QUOTED PASSAGE:
---*---

# Need a Turbo Nozzle...Advice



## Hines Painting (Jun 22, 2013)

Hey everyone. I just upgraded from a 2.3gpm/2600 psi unit to a 4gpm/4200 psi unit. 

I'm really excited to see what kind of increased production it gets me, but I need a recommendation on a Turbo/Rotating/Whirly nozzle for that psi/gpm. My local lowes doesn't carry anything for that output so I need to order something online.

Any suggestions are appreciated.


----------



## Ultimate (Mar 20, 2011)

http://store.yahoo.com/yhst-6302467517443/50psirotu.html. In case I am wrong with it being the proper nozzle for your machine, the owner typically answers the phone or calls back within minutes if you leave a message. He would give a certain match for what you need. 

Most things pressure washing related can be purchased here. http://pressuretek.com

What are you blasting at with a turbo?


----------



## PatsPainting (Mar 4, 2010)

Bought mine at Home Depot a year or so ago. 

Pat


----------



## ewingpainting.net (Jun 2, 2008)

2nd the home depot, I also seen them at SW


----------



## Hines Painting (Jun 22, 2013)

Closest HD and SW are a little over an hour away, which is why I wanted to order it online 

Most of the houses around me are painted t1-11 and other types of cheap wood siding so I pressure wash almost every house with a turbo nozzle. Wire brushing and a quick sand is typically quicker than scraping loose paint by hand. At least that has been my experience.


----------



## SouthFloridaPainter (Jan 27, 2011)

---*---

SUPPLIED INFORMATION:

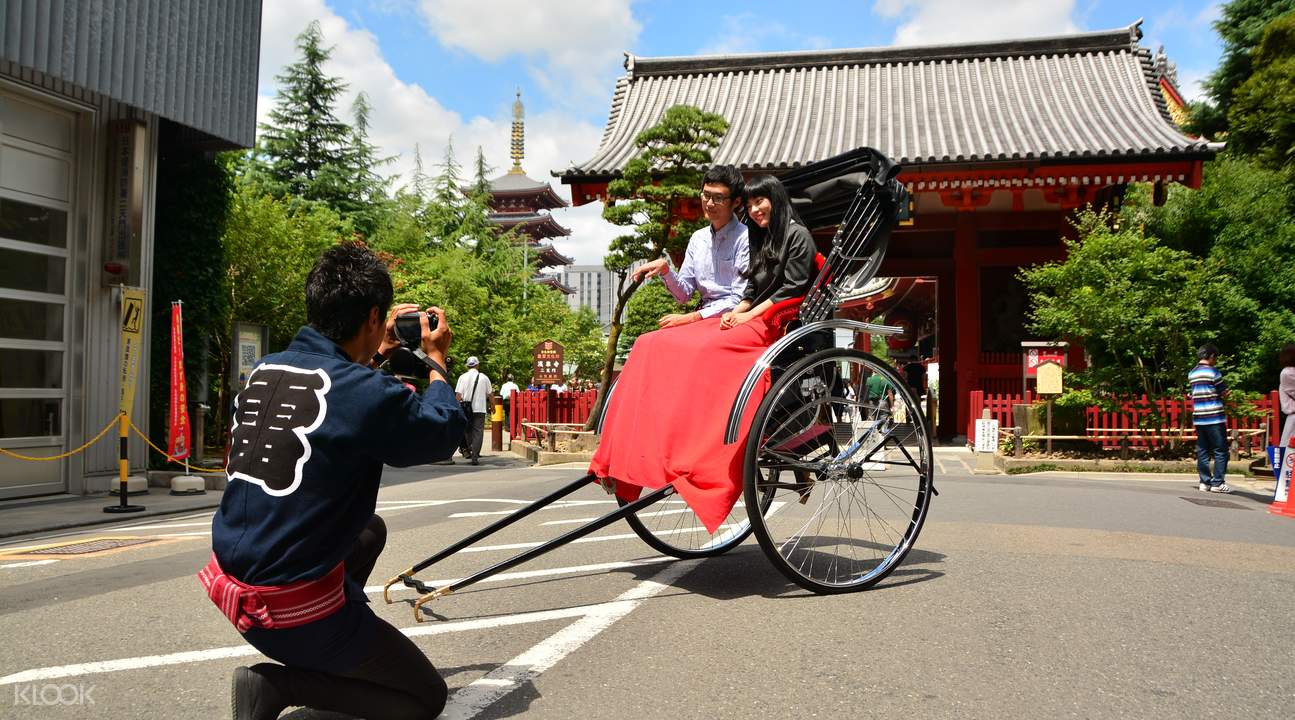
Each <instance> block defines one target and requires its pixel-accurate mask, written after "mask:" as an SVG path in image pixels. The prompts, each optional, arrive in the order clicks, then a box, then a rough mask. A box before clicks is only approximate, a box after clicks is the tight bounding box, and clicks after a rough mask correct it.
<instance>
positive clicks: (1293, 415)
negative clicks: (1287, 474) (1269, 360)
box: [1277, 344, 1295, 448]
mask: <svg viewBox="0 0 1295 720" xmlns="http://www.w3.org/2000/svg"><path fill="white" fill-rule="evenodd" d="M1278 364H1281V366H1282V373H1281V374H1279V376H1277V391H1278V401H1279V403H1281V407H1282V408H1281V409H1282V416H1283V417H1285V418H1286V420H1285V421H1283V422H1282V439H1281V447H1283V448H1285V447H1289V445H1290V442H1291V435H1295V344H1287V346H1285V347H1282V354H1281V355H1279V356H1278Z"/></svg>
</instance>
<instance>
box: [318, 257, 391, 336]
mask: <svg viewBox="0 0 1295 720" xmlns="http://www.w3.org/2000/svg"><path fill="white" fill-rule="evenodd" d="M374 307H377V308H378V315H379V316H381V317H383V319H386V316H387V311H389V309H391V276H390V275H389V273H387V265H386V264H383V263H382V260H379V259H378V256H377V255H374V254H373V253H372V251H369V249H368V247H365V246H364V245H360V243H357V242H343V243H339V245H334V246H333V247H329V249H328V250H325V251H324V254H322V255H320V259H319V260H317V262H316V263H315V267H313V268H311V273H310V275H308V276H306V321H307V322H310V324H311V328H315V329H316V330H319V333H320V334H321V335H324V337H325V338H328V339H330V341H333V342H335V343H343V342H347V341H350V339H351V338H354V337H355V334H356V333H359V332H360V328H361V326H363V325H364V322H365V321H368V319H369V311H372V309H373V308H374Z"/></svg>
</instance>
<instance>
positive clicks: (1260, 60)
mask: <svg viewBox="0 0 1295 720" xmlns="http://www.w3.org/2000/svg"><path fill="white" fill-rule="evenodd" d="M1251 66H1252V67H1254V73H1252V74H1251V75H1250V76H1248V78H1246V80H1244V82H1243V83H1241V85H1238V87H1237V89H1235V91H1234V92H1233V96H1232V107H1230V109H1229V111H1228V122H1229V126H1230V128H1232V129H1230V132H1229V133H1228V145H1229V149H1230V150H1233V152H1237V153H1242V154H1246V155H1252V157H1254V158H1255V159H1256V161H1259V162H1260V163H1261V164H1264V166H1267V167H1269V168H1273V170H1286V171H1287V172H1295V13H1287V14H1285V16H1282V17H1279V18H1277V19H1274V21H1273V22H1270V23H1268V25H1267V26H1265V30H1264V36H1263V41H1260V44H1259V48H1257V49H1255V52H1254V53H1252V56H1251ZM1292 177H1295V176H1292Z"/></svg>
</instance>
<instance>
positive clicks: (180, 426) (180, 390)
mask: <svg viewBox="0 0 1295 720" xmlns="http://www.w3.org/2000/svg"><path fill="white" fill-rule="evenodd" d="M170 429H171V433H170V442H168V443H167V453H168V455H170V456H171V457H174V458H176V460H184V458H185V457H189V392H188V387H186V386H185V382H184V319H183V317H181V309H180V303H179V302H174V303H171V422H170Z"/></svg>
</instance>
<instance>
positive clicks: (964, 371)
mask: <svg viewBox="0 0 1295 720" xmlns="http://www.w3.org/2000/svg"><path fill="white" fill-rule="evenodd" d="M953 284H954V295H956V302H957V307H956V309H954V313H956V317H954V328H956V333H957V334H956V342H957V348H956V352H957V355H956V356H954V359H953V372H954V376H956V377H957V386H956V387H954V392H956V395H954V396H956V398H957V403H958V420H957V425H956V427H966V426H967V421H969V418H970V409H969V405H970V401H969V400H967V398H969V394H970V392H971V391H973V390H980V265H979V263H978V262H976V232H975V214H974V212H970V211H963V212H958V218H957V227H956V228H954V232H953Z"/></svg>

---*---

REQUIRED TASKS:
1/ In the pressure-washer nozzle thread, why does Hines Painting want to order the turbo nozzle online? Answer in one to three sentences.
2/ Carry on the pressure-washer nozzle thread from the point at which it stops.
The items have no role in this exercise.

TASK-BY-TASK RESULTS:
1/ The local Lowe's does not carry a nozzle rated for the new unit's 4 gpm at 4200 psi. The closest Home Depot and SW stores are a little over an hour away.

2/
Hines Painting said:


> Closest HD and SW are a little over an hour away, which is why I wanted to order it online
> 
> Most of the houses around me are painted t1-11 and other types of cheap wood siding so I pressure wash almost every house with a turbo nozzle. Wire brushing and a quick sand is typically quicker than scraping loose paint by hand. At least that has been my experience.


All my houses are masonry/stucco. Hardly paint any siding at all. So my next comment may be wrong.

But I would think that at 4200 p.s.i., coupled with a turbo nozzle, your gonna be damaging the wood. 


Here is a local store to me that sells online, they have the tips your looking for, higher quality then the HD ones.

http://www.jnequipment.com/pressure_washer_accessory_turbo_tip.php

Also, now that you have more GPM/PSI, have a look at adding a surface cleaner to your arsenal. Awesome for driveways/walkways/patios, etc. Super-fast even cleaning, they're awesome.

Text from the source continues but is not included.